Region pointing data

******************************

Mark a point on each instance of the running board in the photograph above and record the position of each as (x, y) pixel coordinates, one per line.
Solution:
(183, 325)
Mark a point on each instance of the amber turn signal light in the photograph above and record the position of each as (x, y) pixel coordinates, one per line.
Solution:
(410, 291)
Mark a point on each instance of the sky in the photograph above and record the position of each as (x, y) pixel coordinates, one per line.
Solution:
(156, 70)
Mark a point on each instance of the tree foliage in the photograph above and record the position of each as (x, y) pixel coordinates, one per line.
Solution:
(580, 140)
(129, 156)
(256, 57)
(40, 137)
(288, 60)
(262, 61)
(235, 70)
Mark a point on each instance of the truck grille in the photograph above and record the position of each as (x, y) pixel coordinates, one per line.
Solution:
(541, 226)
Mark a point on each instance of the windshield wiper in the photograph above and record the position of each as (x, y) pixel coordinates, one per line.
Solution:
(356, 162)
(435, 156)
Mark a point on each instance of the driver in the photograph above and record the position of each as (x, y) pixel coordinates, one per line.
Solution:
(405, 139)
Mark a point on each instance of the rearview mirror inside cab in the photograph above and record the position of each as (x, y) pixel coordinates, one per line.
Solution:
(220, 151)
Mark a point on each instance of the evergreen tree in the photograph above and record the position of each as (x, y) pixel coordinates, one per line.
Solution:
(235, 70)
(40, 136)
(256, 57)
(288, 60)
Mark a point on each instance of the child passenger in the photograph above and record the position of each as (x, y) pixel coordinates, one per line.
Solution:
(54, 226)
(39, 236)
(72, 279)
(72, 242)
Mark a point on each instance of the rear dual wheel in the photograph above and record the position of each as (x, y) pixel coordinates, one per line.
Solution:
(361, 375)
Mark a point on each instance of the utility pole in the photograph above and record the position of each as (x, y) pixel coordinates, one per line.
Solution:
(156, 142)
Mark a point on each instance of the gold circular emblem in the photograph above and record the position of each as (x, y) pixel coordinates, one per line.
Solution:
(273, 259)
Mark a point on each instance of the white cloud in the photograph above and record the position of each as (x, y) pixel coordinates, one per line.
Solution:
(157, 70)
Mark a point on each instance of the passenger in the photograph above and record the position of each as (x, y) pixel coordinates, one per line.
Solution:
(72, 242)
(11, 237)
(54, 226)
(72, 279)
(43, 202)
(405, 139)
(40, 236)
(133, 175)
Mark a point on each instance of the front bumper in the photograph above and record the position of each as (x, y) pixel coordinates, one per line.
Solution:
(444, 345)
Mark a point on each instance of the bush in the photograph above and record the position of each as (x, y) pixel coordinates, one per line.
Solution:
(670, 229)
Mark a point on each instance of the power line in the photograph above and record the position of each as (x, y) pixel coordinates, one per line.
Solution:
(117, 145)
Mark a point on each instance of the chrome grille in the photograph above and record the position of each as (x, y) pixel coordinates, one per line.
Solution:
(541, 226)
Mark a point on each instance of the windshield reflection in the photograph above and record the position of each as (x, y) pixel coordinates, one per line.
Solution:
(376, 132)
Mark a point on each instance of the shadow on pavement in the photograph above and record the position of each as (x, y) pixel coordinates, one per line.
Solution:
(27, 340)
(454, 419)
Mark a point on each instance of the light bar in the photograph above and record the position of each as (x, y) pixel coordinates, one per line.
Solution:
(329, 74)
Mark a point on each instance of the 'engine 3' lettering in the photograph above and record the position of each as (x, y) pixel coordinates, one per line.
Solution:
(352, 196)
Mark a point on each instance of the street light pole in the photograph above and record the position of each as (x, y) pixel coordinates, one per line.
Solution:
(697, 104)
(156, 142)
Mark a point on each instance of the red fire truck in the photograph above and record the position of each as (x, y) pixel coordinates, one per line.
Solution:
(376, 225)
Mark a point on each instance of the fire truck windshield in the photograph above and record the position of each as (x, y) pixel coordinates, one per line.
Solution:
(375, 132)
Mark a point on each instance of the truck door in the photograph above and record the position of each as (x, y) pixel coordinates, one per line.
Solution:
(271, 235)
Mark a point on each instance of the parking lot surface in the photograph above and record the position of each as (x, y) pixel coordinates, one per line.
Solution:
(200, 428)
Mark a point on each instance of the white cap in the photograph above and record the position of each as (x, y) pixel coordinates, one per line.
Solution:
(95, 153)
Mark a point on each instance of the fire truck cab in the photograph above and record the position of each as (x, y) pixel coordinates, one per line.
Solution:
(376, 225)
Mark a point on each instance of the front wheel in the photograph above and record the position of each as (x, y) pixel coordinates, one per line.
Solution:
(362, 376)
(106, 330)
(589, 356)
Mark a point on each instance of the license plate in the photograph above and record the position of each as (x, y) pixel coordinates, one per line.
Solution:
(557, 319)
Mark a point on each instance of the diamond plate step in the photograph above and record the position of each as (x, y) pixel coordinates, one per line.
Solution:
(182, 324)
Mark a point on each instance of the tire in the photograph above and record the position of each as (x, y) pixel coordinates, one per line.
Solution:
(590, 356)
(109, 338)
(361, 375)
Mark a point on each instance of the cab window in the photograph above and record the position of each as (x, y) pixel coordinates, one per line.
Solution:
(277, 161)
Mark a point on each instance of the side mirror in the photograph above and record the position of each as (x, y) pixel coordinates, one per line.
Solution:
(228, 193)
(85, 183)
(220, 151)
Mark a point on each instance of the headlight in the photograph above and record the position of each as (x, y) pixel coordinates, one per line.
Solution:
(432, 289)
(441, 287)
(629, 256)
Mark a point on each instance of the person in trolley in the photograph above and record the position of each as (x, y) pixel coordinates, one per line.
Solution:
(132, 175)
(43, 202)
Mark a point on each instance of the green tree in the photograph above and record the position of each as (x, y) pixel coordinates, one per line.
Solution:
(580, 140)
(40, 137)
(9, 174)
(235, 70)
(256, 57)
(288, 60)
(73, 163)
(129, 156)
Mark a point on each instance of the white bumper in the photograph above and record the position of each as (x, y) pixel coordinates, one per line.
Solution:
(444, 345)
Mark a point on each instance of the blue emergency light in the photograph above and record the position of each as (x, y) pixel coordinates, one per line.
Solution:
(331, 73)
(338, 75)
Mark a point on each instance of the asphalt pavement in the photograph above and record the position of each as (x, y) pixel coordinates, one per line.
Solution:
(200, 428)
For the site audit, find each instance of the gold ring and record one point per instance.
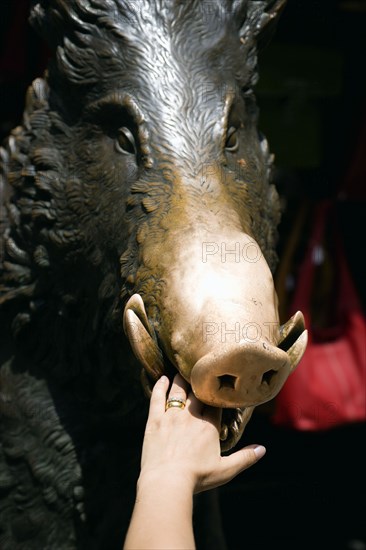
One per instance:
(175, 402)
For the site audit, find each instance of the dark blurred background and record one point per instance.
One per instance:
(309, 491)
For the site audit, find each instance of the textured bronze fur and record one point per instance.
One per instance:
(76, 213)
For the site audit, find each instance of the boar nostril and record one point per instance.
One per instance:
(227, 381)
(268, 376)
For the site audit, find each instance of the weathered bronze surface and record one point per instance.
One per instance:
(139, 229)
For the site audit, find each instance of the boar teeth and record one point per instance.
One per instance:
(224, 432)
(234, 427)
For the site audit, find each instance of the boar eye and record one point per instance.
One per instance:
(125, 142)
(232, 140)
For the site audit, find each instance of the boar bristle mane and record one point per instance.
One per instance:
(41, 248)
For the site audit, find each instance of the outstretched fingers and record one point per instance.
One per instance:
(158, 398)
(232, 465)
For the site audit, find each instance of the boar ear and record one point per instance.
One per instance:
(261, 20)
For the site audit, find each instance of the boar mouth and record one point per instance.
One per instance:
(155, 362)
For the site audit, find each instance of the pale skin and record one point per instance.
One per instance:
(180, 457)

******************************

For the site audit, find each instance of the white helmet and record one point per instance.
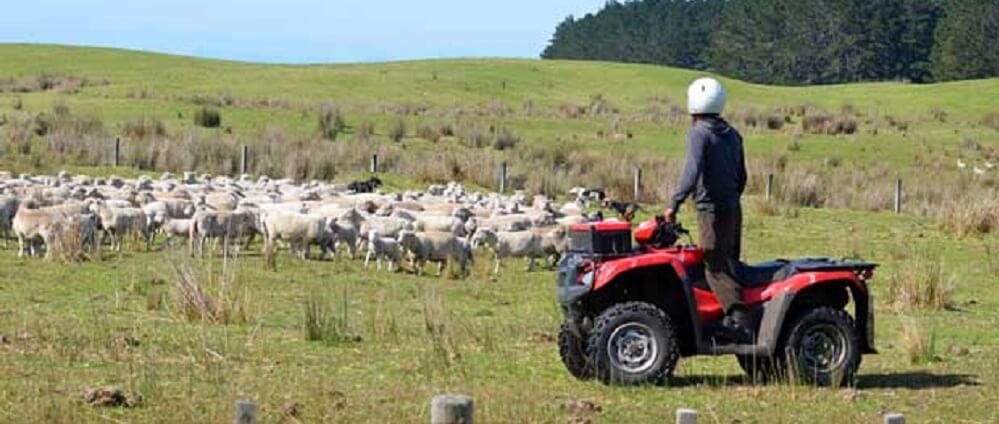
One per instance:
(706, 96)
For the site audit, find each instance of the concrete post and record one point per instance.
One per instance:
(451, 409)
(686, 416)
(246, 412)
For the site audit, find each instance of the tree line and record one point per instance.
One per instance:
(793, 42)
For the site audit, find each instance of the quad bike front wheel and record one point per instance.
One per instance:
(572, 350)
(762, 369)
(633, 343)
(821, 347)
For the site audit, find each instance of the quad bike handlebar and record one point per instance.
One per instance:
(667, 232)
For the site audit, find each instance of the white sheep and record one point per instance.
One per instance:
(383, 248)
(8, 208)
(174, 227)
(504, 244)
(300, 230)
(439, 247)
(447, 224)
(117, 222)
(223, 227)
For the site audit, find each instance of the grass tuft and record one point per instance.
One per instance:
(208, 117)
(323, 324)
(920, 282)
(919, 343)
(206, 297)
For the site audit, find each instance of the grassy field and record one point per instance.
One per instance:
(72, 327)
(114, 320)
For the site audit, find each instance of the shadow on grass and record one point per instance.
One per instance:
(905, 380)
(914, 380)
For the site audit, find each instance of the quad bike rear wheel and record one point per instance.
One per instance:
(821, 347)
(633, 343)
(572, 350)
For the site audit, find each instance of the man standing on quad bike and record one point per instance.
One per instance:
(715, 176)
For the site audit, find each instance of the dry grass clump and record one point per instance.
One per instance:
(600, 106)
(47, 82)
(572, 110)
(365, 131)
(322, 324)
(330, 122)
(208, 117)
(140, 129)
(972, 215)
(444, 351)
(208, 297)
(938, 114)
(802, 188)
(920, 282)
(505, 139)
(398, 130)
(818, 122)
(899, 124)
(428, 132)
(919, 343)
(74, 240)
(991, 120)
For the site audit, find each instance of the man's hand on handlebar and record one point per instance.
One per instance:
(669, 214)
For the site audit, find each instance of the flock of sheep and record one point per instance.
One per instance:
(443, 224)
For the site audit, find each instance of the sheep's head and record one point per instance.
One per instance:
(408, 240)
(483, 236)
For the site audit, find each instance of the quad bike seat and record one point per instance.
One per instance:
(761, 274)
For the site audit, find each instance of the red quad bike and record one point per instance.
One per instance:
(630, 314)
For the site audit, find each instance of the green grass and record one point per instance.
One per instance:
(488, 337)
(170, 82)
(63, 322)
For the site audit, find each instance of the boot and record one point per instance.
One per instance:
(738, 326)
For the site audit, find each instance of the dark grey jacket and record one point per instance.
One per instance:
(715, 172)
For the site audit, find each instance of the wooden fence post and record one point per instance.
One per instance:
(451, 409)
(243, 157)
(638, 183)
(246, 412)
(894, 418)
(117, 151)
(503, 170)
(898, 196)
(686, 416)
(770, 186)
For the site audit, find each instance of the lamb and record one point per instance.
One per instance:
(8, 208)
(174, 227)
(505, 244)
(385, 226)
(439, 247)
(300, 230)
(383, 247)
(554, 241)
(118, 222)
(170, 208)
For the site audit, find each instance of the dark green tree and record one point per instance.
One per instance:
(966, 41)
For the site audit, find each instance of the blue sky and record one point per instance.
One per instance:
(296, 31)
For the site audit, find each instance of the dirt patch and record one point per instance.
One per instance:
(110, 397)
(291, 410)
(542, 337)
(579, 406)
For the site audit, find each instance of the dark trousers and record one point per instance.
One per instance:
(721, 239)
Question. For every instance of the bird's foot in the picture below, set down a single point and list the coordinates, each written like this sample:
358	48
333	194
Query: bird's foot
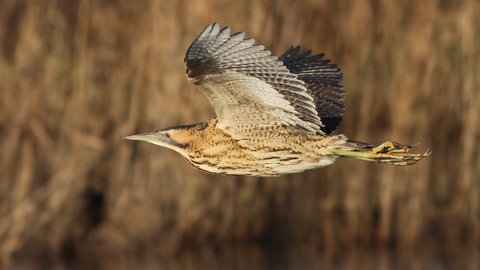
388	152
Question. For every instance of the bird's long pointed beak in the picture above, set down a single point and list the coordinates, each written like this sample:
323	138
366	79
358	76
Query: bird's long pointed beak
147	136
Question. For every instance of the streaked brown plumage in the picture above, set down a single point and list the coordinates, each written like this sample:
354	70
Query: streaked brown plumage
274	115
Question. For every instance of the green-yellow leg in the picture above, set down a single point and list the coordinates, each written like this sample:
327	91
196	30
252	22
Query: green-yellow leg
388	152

******************************

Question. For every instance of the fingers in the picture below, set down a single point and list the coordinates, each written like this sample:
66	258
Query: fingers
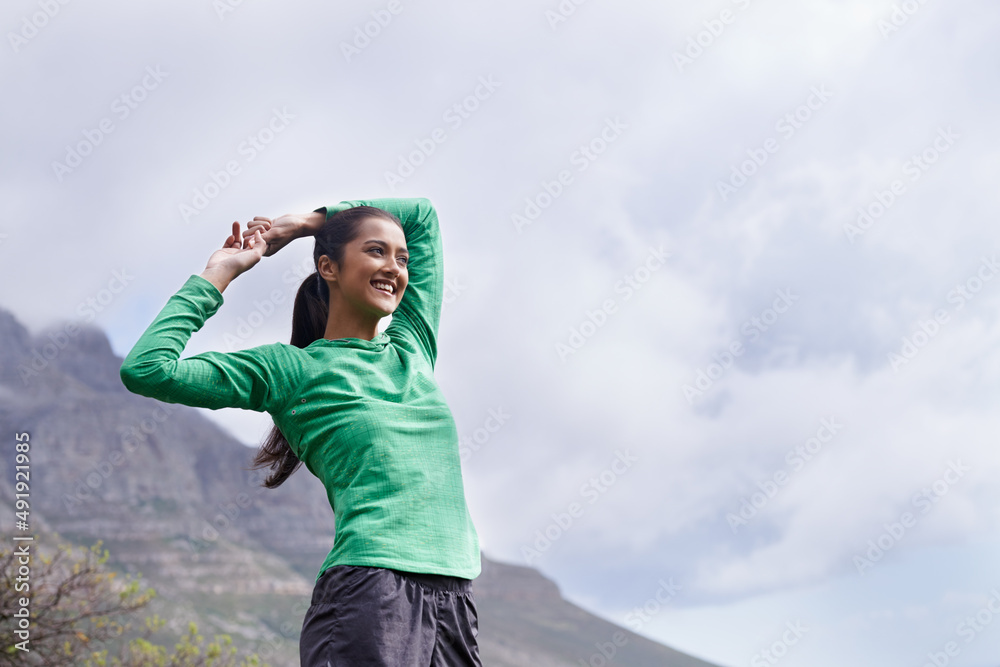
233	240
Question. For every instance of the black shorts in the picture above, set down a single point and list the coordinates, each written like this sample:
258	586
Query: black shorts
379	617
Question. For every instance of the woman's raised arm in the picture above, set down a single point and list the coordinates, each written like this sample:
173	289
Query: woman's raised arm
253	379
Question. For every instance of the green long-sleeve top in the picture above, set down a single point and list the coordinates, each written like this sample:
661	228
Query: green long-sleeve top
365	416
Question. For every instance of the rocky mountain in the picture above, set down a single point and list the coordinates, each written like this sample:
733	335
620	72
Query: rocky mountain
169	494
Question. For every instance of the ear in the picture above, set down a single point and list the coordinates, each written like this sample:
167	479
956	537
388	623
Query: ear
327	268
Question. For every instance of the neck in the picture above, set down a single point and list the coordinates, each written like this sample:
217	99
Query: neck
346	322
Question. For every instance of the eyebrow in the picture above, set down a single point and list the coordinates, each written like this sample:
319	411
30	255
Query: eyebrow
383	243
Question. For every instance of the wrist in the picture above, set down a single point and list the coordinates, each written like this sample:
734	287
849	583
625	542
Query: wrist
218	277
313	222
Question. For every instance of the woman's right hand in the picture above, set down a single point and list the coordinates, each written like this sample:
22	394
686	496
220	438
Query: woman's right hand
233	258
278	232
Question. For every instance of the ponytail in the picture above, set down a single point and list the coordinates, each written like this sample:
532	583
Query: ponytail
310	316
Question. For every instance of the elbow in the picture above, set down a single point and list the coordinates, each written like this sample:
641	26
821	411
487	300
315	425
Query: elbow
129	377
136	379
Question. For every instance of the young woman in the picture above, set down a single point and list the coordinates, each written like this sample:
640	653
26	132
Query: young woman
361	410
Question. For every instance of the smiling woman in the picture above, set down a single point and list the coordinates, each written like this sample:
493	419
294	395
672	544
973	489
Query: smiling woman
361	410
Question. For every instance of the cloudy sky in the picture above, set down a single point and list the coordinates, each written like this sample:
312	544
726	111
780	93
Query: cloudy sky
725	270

******************************

### Your instructions:
Lines that contain "white" are the result; find them in the entries above and copy each one.

### Output of the exercise:
Mark a point on each instance of the white cloud in the photograph above and record the position of each as (x, y) pixel coordinates, one per line.
Mark a point on each instance of the white cap in the photograph above and record the position of each as (x, y) pixel coordinates, one per line.
Mark a point on each instance of the white bumper in the photograph above and record the position of each as (x, y) pixel coordinates, one per line.
For the site audit, find each instance of the white helmet and record one point per instance.
For the site audit, find each instance of the white sheep and record one point per instance.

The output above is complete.